= GIVEN TASK =
Reproduce everything in the data below from the line containing "Guideline: for every instance of the bowl" down to the line containing "column 182, row 78", with both of those lines included.

Image location labeling entries:
* * * * * * *
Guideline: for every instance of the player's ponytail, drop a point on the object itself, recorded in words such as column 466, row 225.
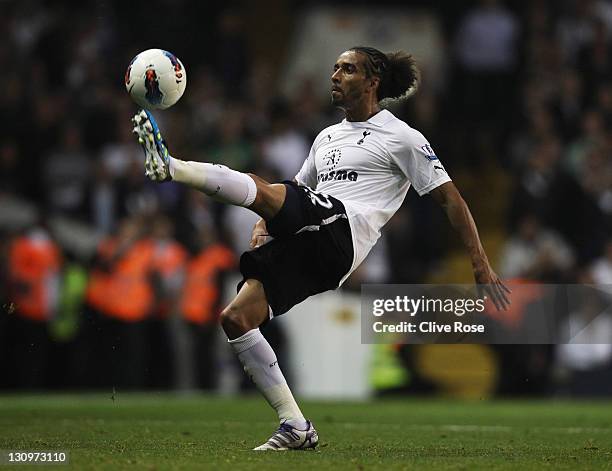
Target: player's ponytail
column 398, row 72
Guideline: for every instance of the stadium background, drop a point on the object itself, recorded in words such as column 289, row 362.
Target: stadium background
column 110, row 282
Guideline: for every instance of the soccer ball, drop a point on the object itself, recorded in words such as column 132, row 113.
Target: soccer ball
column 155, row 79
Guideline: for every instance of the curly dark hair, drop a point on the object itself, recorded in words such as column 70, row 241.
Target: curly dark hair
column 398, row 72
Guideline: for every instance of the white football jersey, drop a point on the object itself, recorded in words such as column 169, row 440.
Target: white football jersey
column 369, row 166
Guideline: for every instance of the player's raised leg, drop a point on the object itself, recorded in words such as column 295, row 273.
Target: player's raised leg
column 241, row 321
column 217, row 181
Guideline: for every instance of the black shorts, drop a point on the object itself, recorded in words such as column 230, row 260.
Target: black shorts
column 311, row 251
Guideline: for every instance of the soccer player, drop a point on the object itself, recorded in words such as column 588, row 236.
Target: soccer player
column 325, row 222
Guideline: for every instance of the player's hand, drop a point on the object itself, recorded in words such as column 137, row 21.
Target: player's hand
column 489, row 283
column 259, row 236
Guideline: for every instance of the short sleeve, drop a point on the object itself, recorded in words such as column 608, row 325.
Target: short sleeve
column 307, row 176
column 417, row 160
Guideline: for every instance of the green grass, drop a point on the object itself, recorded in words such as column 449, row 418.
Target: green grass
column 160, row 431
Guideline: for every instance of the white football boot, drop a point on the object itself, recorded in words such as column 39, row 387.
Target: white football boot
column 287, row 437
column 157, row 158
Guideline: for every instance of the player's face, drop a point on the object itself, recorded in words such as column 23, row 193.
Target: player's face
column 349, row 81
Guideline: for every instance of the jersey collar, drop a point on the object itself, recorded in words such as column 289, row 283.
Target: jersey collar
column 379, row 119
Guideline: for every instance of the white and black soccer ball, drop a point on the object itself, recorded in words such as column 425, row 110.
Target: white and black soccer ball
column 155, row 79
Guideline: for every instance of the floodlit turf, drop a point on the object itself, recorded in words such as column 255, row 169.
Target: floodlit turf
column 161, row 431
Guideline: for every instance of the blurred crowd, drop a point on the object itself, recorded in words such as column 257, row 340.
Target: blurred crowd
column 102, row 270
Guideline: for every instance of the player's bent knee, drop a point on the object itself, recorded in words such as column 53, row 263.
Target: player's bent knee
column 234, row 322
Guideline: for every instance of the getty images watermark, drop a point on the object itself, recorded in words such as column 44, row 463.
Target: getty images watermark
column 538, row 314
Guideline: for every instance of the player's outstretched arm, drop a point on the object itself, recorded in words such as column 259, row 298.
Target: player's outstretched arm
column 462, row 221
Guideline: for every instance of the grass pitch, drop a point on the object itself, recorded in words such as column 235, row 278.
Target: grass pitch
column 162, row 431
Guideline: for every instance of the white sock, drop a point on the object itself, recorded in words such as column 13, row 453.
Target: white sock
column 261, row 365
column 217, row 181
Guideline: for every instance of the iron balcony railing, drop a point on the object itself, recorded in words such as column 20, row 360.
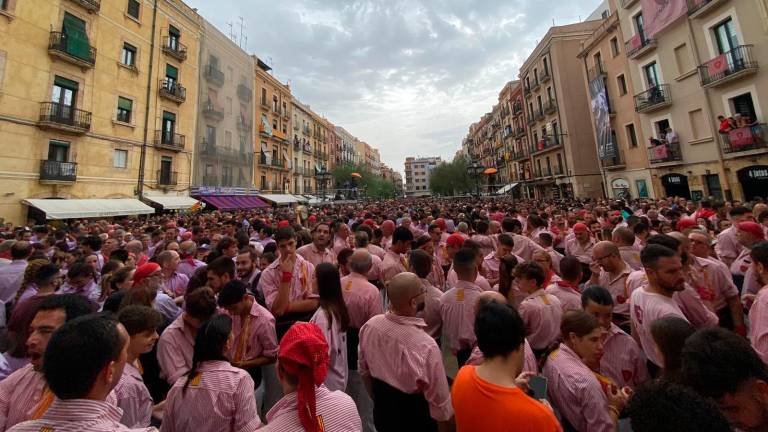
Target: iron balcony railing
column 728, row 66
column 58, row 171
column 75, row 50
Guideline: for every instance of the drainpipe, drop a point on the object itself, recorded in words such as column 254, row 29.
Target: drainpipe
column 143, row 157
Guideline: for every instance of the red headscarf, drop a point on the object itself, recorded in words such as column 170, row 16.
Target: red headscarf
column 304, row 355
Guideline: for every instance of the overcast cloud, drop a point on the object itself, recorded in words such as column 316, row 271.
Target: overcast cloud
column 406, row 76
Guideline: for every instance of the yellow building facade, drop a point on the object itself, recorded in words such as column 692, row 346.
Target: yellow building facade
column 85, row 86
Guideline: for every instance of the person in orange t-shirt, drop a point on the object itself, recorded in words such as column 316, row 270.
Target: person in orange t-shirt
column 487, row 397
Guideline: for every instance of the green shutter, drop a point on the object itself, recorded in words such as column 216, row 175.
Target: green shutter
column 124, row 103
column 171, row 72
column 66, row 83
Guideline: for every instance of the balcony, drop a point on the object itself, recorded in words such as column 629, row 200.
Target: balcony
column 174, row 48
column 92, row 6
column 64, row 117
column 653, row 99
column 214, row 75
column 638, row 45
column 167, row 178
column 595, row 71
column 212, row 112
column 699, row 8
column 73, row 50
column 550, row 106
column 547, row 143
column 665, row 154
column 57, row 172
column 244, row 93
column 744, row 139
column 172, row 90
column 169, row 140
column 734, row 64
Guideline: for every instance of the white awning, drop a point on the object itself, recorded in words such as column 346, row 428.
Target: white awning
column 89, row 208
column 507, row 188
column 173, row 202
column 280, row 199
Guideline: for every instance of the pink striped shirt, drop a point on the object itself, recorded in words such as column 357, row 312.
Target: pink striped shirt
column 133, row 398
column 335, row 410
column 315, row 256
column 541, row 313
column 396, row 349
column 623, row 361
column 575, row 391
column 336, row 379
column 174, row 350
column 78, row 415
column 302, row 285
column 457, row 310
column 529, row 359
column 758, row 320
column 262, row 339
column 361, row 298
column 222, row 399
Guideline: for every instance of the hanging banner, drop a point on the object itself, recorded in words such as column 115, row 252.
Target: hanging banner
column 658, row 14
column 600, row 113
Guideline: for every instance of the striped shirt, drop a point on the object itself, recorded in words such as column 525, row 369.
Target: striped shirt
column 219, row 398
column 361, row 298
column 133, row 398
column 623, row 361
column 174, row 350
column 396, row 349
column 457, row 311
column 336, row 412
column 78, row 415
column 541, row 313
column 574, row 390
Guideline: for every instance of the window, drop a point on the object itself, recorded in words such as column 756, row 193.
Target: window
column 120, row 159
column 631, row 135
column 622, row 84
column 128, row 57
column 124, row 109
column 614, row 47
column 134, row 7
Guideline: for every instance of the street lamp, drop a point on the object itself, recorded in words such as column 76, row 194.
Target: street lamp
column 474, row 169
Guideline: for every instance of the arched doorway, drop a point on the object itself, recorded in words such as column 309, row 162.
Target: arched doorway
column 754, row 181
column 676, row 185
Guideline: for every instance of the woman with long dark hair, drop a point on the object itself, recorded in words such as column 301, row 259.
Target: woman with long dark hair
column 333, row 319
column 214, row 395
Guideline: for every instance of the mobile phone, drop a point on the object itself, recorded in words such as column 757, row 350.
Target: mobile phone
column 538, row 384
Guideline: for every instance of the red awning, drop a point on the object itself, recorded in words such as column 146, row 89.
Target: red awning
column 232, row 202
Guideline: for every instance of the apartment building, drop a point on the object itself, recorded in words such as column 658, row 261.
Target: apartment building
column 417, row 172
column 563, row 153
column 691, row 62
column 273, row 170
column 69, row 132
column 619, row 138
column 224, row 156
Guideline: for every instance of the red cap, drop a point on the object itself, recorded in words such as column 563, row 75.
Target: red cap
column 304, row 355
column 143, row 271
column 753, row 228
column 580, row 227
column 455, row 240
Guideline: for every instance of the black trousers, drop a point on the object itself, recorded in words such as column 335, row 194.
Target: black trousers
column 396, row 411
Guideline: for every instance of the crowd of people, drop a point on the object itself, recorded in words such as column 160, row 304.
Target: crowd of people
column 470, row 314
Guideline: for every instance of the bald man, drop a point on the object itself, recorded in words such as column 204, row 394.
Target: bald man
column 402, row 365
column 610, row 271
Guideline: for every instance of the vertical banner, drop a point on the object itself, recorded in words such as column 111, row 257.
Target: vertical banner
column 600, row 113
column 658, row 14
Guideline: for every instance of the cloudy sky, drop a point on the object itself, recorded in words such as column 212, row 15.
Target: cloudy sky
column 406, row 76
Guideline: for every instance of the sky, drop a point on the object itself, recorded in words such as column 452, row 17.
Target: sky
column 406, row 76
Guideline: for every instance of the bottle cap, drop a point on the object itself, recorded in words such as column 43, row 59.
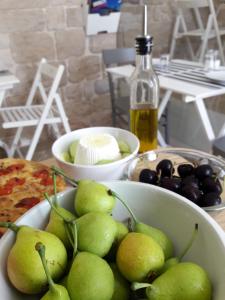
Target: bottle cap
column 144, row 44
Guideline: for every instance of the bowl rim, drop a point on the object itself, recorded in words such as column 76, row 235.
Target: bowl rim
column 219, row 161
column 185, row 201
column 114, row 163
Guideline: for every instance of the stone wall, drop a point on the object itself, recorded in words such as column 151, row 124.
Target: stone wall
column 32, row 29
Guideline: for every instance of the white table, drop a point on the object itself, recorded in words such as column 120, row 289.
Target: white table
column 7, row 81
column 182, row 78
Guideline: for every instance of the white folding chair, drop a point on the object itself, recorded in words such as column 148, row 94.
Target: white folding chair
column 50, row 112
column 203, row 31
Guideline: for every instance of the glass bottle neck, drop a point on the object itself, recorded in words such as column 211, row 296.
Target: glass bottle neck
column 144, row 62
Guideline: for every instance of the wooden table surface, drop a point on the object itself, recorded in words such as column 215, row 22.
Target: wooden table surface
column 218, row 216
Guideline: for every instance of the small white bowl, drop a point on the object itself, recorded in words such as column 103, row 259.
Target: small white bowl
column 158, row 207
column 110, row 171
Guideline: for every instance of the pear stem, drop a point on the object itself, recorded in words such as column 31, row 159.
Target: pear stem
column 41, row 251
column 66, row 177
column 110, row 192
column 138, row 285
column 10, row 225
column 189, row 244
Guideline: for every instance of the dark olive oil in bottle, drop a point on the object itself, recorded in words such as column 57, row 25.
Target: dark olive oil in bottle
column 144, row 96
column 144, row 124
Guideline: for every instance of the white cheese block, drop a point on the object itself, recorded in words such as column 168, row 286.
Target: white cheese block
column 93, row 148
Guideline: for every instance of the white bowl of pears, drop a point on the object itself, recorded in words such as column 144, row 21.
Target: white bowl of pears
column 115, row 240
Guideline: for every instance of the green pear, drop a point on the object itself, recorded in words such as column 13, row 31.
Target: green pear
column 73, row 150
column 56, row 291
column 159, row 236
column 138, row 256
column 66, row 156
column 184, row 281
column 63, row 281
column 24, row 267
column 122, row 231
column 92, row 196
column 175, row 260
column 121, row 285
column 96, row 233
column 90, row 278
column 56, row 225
* * * * * * *
= THE OUTPUT =
Guideline: for every instance of the bowl rim, drop a point on the object itself, recorded in words such as column 76, row 235.
Target: bowl rim
column 219, row 161
column 185, row 201
column 114, row 163
Guideline: for every instance of the stone wall, drop a point on the object itself, recorded in words such as column 151, row 124.
Target: stone wall
column 32, row 29
Guideline: for every instance of the white table, drop a point on the object itself, recorded in words such as column 120, row 289.
Target: white table
column 7, row 81
column 182, row 78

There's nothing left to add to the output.